Wenige Monate nach seinem Amtsantritt stellte Schellenberg das «Karussell» ein. Am 10. Juni 1988 lief die letzte Sendung. Der Aufschrei war gross, vor allem jener der «Karussell»-Crew. Von der Öffentlichkeit hatte diese viel lautere Protest erwartet. Vergeblich. Schälli konnte übrigens gut damit umgehen, dass er von manchen «Karussell»-Leuten nicht einmal mehr gegrüsst wurde.

Mit dem durch die Absetzung der Vorabendsendung reichlich freigewordenen Geld finanzierte TV-Direktor Schellenberg «10 vor 10», das Ende August 1990 erstmals über den Bildschirm flimmerte. Gründer und erster Chef des Nachrichtenmagazins war Jürg Wildberger. Er moderierte auch, neben den unvergessenen Walter Eggenberger und Jana Caniga.

### ZU LÖSENDE AUFGABEN
A. Wer war laut dem Textauszug über das Ende des «Karussell» Gründer und erster Chef von «10 vor 10»?
B. Schreiben Sie den Textauszug über das Ende des «Karussell» und den Start von «10 vor 10» weiter.
Das anschließende Material ist eigenständig und gehört nicht zum Textauszug.

### VERFÜGBARE DATEN
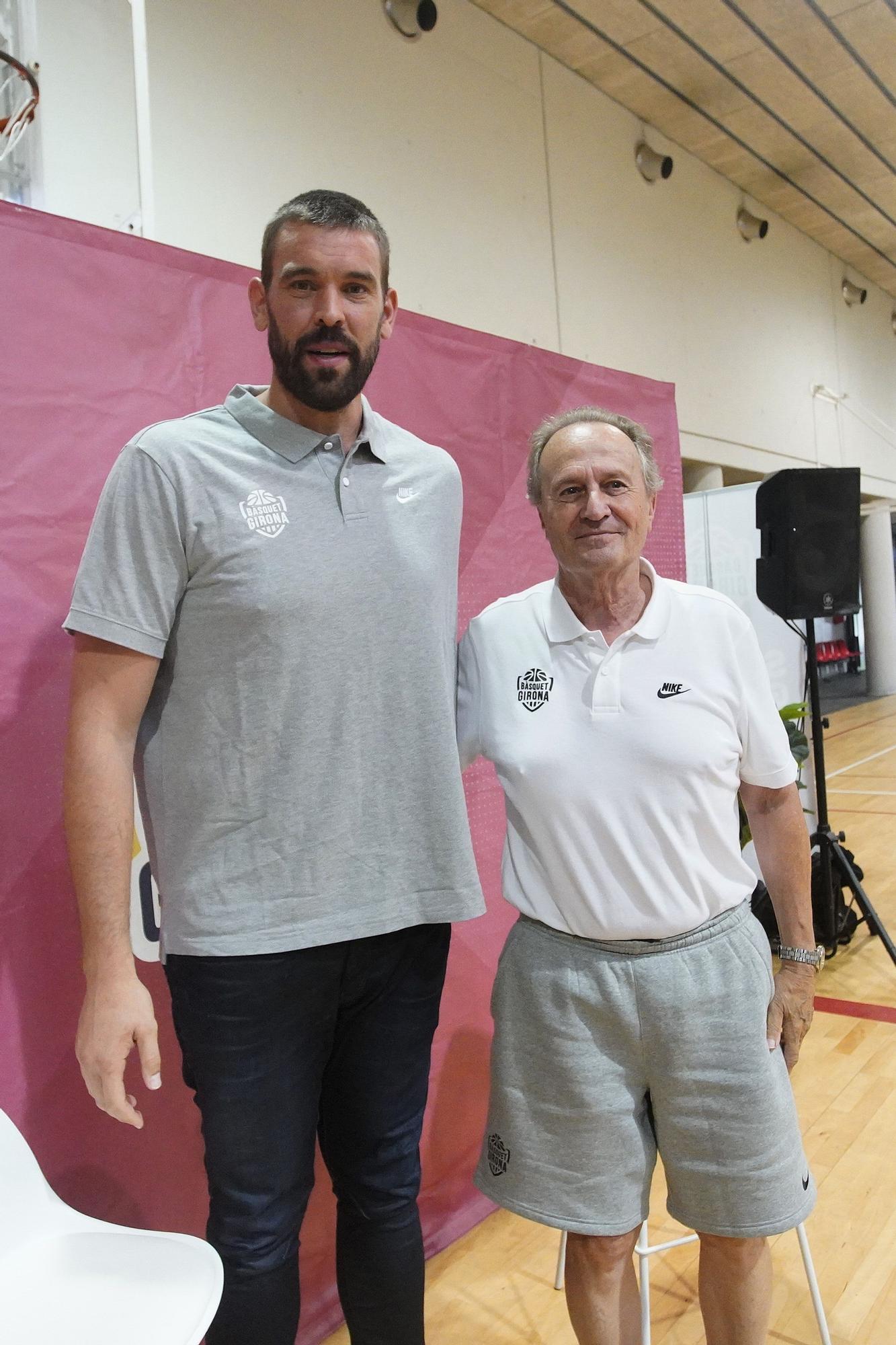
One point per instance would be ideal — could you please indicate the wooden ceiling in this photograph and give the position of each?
(791, 100)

### ALS ANTWORT
A. Jürg Wildberger.

B.
Wildberger machte von Beginn an eine spannende Sendung, was im Hause Leutschenbach nicht allen gefiel. Vor allem die damaligen Schlafmützen von der «Tagesschau» meckerten jahrelang über «10 vor 10». Für sie war das Magazin eine Konkurrenz. Und sie sahen ihr hohes Budget in Gefahr. Die «Karussellianer» verstummten bald. Viele von ihnen trauern der Sendung bis heute nach. Immer noch veranstalten sie «Karussell»-Klassentreffen.

Heute muss jeder zur Kenntnis nehmen, dass Peter Schellenberg (TV-Direktor bis 2003) damals einen klugen Entscheid getroffen hatte. Dank «10 vor 10» wurden Grossereignisse vom Schweizer Fernsehen nicht mehr verpasst. Was zuvor häufig passiert war. Und: Das Nachrichtenmagazin gab dem Abendprogramm endlich eine sinnvolle Struktur.

Wie jede Sendung erlebte in den letzten sechzehneinhalb Jahren auch «10 vor 10» seine Hochs und Tiefs. Wie ist der Stand heute? Wir sehen fünfmal wöchentlich eine solide, handwerklich gut gemachte Sendung. Die Ereignisse des Tages aus Politik, Wirtschaft, Wissenschaft, Kultur und Gesellschaft werden meist substanziell vertieft. Die Quoten und Marktanteile liegen im grünen Bereich.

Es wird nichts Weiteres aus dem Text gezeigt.